### PROBLEM REQUIREMENTS
Transcribe the line containing "[[131, 82], [69, 110], [31, 285], [244, 309]]" and every line after it, exactly, through the end of the records.

### SOURCE DATA
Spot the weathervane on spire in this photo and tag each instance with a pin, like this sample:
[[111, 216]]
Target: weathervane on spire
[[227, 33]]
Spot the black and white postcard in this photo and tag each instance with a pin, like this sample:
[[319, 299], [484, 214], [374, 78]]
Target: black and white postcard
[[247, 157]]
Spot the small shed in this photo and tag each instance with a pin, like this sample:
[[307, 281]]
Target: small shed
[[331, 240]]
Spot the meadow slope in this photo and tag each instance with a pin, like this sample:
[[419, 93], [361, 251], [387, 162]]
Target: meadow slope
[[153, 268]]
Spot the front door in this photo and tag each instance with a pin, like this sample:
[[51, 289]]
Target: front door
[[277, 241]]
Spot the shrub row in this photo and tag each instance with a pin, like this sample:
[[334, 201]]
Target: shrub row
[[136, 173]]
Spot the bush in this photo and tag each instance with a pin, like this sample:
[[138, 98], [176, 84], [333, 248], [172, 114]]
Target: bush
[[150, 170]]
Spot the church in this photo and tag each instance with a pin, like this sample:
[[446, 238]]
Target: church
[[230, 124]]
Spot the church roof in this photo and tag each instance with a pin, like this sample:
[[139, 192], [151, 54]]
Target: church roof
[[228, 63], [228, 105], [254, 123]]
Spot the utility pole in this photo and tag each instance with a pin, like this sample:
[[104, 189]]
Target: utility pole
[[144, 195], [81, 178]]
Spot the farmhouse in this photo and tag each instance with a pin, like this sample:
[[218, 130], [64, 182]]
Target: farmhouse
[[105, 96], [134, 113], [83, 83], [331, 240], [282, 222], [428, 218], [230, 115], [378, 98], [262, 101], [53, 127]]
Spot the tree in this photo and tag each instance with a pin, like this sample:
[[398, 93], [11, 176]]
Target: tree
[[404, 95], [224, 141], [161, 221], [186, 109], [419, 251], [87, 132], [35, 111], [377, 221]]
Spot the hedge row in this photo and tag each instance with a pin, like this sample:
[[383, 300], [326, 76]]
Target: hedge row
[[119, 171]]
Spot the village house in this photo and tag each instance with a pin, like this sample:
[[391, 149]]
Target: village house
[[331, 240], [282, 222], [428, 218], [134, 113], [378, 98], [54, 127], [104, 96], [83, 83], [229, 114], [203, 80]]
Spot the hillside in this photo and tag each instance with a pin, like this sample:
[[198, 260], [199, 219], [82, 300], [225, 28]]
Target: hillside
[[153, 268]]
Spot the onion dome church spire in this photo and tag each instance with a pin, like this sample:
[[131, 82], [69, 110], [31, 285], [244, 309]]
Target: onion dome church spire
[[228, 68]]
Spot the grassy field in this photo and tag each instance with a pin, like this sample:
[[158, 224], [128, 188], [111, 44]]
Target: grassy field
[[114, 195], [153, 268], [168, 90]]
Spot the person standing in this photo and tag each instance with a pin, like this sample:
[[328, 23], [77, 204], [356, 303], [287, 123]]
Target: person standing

### TASK ANSWER
[[131, 82], [69, 110], [31, 285], [244, 309]]
Target: onion dome church spire
[[228, 68]]
Spot the grassy field in this photo and tag each instance with a pin, like this sample:
[[158, 224], [128, 188], [111, 44]]
Target: grassy field
[[114, 195], [153, 268], [168, 90]]
Spot the person standing in this photo and tag each instance with a pin, like this sample:
[[328, 23], [77, 204], [356, 303], [287, 123]]
Target: person standing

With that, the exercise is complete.